** start of Extracted material **

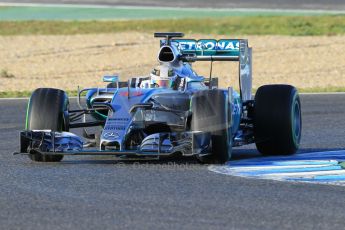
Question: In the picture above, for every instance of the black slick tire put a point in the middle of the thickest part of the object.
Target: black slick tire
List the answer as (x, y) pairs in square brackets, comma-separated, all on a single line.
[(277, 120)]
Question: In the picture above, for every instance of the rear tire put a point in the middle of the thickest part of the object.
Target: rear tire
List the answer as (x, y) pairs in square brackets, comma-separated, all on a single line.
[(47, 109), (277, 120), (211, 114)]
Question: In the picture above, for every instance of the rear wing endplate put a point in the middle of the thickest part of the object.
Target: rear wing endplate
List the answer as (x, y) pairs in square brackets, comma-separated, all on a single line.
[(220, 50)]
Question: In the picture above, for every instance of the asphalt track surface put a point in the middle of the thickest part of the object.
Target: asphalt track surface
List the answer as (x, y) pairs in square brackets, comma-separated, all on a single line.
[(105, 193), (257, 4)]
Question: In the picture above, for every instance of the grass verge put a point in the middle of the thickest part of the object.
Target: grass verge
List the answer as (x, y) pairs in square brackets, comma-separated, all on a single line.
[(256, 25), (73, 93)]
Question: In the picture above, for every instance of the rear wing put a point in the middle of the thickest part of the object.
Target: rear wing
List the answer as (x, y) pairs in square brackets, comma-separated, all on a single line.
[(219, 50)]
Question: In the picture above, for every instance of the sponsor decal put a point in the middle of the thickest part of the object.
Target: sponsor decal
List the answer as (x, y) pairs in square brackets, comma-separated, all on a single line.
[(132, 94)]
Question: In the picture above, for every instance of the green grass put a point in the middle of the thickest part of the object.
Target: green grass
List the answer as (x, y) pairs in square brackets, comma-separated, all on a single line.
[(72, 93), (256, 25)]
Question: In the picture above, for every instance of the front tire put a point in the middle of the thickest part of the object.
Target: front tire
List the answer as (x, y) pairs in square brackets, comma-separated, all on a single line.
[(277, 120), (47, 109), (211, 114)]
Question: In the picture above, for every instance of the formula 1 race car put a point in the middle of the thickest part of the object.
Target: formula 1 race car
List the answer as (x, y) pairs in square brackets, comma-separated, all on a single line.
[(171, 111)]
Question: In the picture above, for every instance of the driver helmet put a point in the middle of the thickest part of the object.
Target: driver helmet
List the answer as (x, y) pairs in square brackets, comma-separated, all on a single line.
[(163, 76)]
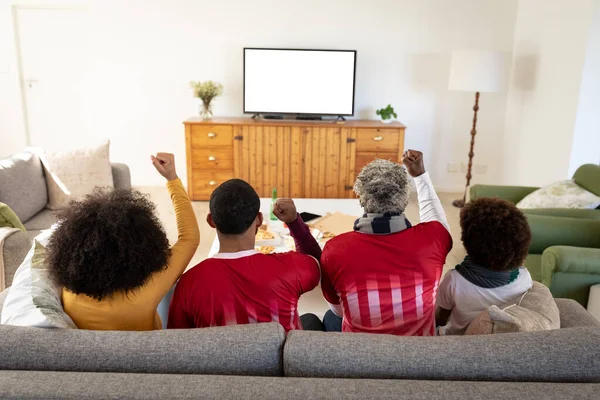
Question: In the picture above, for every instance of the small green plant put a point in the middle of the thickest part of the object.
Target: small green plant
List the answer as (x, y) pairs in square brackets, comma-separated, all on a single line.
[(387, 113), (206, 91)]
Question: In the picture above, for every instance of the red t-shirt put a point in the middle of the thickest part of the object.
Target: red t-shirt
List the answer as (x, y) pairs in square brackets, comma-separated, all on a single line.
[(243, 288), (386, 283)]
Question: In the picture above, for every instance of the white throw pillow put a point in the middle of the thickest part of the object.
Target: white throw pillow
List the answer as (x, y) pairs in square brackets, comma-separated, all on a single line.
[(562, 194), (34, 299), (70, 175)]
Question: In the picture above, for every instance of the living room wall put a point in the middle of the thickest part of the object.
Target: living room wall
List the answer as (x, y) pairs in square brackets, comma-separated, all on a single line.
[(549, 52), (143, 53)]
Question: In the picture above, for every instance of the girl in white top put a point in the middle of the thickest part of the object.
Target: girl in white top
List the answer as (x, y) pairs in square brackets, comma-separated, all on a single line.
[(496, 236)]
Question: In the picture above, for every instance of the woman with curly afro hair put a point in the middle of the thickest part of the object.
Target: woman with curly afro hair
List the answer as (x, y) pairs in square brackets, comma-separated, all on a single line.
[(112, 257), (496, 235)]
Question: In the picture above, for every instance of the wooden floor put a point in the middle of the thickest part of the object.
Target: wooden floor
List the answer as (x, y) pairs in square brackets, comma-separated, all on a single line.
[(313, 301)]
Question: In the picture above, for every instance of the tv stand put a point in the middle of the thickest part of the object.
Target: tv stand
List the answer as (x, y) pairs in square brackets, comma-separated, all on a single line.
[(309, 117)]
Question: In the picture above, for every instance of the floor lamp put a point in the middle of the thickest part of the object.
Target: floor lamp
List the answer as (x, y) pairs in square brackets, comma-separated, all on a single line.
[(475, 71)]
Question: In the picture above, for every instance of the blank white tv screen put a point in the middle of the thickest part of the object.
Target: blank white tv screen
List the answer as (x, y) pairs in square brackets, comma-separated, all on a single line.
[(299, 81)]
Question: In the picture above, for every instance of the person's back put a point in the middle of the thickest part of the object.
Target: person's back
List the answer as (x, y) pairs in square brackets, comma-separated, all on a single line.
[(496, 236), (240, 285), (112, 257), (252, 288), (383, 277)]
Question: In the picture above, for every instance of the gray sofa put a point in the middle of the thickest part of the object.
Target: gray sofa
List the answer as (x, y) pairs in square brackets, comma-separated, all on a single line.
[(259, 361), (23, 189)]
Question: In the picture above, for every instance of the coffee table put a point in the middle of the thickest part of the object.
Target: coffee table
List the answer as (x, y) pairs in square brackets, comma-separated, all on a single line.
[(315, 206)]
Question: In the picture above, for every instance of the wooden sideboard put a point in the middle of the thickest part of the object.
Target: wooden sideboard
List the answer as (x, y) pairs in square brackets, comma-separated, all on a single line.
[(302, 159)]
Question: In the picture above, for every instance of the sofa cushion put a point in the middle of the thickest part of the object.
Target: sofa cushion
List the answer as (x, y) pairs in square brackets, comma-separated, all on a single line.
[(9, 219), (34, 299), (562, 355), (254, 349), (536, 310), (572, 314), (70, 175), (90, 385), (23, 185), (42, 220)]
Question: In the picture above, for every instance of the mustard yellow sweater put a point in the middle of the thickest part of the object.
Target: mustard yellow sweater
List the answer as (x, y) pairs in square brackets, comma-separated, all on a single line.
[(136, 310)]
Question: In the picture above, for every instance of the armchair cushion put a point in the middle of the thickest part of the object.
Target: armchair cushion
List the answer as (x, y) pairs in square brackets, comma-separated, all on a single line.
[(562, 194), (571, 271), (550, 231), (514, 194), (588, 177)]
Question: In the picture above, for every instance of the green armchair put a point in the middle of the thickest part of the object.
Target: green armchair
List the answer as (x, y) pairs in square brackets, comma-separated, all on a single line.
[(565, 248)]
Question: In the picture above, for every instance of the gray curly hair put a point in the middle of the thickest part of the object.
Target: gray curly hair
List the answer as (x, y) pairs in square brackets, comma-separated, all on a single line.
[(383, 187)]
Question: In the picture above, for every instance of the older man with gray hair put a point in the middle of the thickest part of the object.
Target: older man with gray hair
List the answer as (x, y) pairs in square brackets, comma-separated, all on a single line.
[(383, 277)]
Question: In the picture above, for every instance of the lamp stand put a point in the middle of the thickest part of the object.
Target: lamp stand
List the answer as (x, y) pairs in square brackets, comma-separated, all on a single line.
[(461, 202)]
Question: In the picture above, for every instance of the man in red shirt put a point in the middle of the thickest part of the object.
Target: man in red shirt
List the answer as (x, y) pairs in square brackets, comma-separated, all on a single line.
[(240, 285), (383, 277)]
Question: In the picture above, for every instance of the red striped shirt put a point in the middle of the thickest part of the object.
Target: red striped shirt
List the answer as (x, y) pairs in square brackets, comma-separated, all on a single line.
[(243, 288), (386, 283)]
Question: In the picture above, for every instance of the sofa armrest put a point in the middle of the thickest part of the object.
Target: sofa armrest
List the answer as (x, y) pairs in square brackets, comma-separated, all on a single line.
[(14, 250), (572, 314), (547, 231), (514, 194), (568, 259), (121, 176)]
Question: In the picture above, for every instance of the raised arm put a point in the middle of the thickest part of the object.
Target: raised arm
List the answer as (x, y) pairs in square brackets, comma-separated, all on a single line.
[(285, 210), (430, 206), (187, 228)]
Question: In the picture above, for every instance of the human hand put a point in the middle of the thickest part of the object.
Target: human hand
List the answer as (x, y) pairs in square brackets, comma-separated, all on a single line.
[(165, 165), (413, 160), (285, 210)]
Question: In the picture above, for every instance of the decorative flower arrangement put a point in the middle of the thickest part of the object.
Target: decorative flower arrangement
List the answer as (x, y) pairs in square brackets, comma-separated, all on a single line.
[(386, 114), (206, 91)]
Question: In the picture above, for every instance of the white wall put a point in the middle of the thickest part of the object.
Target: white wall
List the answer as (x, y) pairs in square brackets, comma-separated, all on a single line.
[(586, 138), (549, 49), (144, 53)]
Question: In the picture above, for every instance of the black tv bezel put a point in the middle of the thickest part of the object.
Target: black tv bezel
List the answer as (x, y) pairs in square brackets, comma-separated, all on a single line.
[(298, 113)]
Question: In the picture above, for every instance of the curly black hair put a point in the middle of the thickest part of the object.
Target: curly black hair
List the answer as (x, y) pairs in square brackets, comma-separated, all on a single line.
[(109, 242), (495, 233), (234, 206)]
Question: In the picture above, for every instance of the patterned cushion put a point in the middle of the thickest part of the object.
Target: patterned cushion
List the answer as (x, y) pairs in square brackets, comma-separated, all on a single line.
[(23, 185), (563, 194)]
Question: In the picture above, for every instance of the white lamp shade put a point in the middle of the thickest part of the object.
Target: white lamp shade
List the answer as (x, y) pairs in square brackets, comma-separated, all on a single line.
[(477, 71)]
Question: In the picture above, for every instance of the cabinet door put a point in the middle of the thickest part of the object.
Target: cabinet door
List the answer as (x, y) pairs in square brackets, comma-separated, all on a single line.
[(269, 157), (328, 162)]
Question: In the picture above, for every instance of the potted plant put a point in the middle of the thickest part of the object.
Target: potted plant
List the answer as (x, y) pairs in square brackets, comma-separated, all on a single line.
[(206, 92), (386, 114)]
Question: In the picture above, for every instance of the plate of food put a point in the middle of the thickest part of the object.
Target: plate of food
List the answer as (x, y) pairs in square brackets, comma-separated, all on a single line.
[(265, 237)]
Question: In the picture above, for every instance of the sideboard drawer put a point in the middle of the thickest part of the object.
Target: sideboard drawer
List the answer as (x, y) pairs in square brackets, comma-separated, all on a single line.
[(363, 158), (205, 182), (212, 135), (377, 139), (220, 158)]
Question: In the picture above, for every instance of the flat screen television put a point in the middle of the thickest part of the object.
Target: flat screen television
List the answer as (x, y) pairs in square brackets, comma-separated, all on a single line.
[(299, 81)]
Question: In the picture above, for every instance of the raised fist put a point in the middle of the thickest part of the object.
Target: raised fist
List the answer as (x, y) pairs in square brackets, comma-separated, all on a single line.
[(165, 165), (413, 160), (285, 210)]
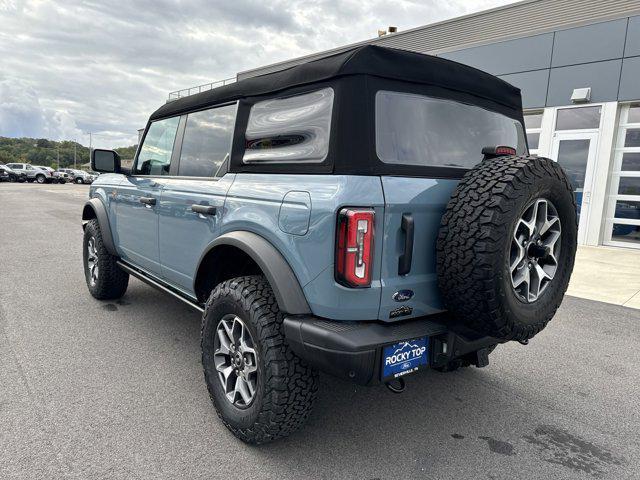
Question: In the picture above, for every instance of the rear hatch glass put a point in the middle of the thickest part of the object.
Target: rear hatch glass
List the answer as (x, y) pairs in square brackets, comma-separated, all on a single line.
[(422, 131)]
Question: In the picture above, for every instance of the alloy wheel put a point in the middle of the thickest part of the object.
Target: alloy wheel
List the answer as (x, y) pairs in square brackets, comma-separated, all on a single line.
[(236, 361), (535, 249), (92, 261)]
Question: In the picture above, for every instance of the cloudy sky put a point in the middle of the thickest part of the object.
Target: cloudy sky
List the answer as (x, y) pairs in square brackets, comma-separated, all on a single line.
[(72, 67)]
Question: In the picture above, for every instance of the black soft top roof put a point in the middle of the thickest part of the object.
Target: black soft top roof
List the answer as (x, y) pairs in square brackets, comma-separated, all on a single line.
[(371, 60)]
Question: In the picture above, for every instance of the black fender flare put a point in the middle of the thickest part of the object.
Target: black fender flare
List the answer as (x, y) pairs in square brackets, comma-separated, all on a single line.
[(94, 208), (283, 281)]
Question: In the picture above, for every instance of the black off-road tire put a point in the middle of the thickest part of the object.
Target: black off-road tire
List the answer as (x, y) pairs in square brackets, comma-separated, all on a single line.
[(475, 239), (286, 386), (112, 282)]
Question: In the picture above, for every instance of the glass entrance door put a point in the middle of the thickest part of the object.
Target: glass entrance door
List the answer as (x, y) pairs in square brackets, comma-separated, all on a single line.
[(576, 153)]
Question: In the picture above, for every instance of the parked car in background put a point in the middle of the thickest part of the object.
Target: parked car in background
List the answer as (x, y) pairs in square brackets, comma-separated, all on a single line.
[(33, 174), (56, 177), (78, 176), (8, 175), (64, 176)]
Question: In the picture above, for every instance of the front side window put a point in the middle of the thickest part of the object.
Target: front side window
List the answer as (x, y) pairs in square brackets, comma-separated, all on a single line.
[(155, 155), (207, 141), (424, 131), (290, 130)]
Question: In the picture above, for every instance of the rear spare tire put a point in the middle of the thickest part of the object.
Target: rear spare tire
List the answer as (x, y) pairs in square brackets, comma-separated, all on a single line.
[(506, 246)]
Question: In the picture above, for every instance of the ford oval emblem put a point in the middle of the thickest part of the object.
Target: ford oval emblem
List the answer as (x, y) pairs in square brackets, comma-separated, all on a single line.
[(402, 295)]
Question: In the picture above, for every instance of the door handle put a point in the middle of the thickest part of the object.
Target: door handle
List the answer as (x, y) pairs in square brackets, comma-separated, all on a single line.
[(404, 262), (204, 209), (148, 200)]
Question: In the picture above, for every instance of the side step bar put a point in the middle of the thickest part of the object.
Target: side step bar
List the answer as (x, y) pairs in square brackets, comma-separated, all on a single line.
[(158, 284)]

** end of Extracted material **

Write out exactly the lines between the one containing "the green armchair" and the one containing "[(240, 285), (383, 277)]", inclusive.

Question: In the picture above, for every instance of the green armchair put a point in the middle of the thickest part of the object.
Target: green armchair
List the answer as (x, y) pairs in square brackets, comma-separated, all on a single line.
[(565, 248)]
Question: In the picture above, for every instance of the gray curly hair put a point in the middle of the thickest part of the object.
Target: gray curly hair
List the answer as (x, y) pairs in square brackets, comma-separated, all on a single line.
[(383, 187)]
Question: In the picture above, for every instance of the older man with gray hair put a point in the middle of the thickest part of the object.
Target: older man with gray hair
List the answer as (x, y) pairs in square brackets, comma-separated, all on a single line.
[(383, 277)]
Question: In the picture above, for every instance of the lamp stand put a point in the middle of the thickest part of the object.
Target: lamp stand
List the answer as (x, y) pairs in square brackets, comma-separated, all on a single line.
[(461, 202)]
Question: In the picture above, for every instance of the man in red shirt put a point in the middle of the thickest part of the object.
Target: man in red shirt
List the answer as (x, y) pairs in square brackets, comma-separated, all on a single line.
[(240, 285), (383, 277)]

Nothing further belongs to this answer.